Extracted data entries:
════════
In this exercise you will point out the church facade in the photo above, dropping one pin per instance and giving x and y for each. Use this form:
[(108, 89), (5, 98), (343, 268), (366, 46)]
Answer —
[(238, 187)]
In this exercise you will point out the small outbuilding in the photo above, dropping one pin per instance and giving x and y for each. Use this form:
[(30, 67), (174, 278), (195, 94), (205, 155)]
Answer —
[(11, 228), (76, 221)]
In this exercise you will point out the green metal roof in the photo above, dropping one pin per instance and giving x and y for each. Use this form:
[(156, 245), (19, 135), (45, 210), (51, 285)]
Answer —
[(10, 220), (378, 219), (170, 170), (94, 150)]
════════
__Activity__
What the exercise needs is every record again, word for word.

__Your response__
In this exercise you will point out the church facade in the photo above, dropping one pin per instance and giving x and y for each. Use this form:
[(108, 89), (5, 98), (343, 268), (366, 46)]
Answer —
[(238, 187)]
In this exercise you will point out the small outbuilding in the photo above, dropping one pin per instance and giving x and y for each. Use this form:
[(30, 67), (174, 278), (195, 94), (205, 155)]
Answer —
[(11, 228), (76, 221)]
In this exercise you will point out the green metal roof in the photo above, dropping one pin per instance and giving x and y for each. Use this form:
[(156, 245), (19, 135), (45, 210), (51, 285)]
Answer —
[(10, 220), (378, 219), (170, 170), (94, 150)]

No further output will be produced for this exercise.